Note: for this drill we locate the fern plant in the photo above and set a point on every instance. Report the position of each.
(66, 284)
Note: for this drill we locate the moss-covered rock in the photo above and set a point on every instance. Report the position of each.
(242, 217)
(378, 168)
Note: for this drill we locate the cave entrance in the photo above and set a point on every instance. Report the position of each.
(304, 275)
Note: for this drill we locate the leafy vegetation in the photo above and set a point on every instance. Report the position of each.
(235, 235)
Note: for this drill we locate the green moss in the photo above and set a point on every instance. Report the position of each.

^^^^^^^^

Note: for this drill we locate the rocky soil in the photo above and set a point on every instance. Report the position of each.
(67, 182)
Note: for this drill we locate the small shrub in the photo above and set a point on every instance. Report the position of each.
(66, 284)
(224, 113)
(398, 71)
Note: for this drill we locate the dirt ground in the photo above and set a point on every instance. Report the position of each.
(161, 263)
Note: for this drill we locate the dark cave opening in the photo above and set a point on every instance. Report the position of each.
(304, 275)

^^^^^^^^

> _Problem requirements_
Word for word, restate the lines above from the line containing "Note: for this drill we locate the cave" through the line containing "Note: for this drill we locate the green", with both included and nothing else.

> _Reply_
Note: for this drill we locate the cave entrance in the photo above and set a point on every instance. Report the position of each.
(304, 275)
Note: for this drill we locate the leafy vegetation in the photo above and set a point on every instance. Report the position of each.
(235, 235)
Note: for this drill we locate the green moss in the photo above and set a point on every instance. Report the position of each.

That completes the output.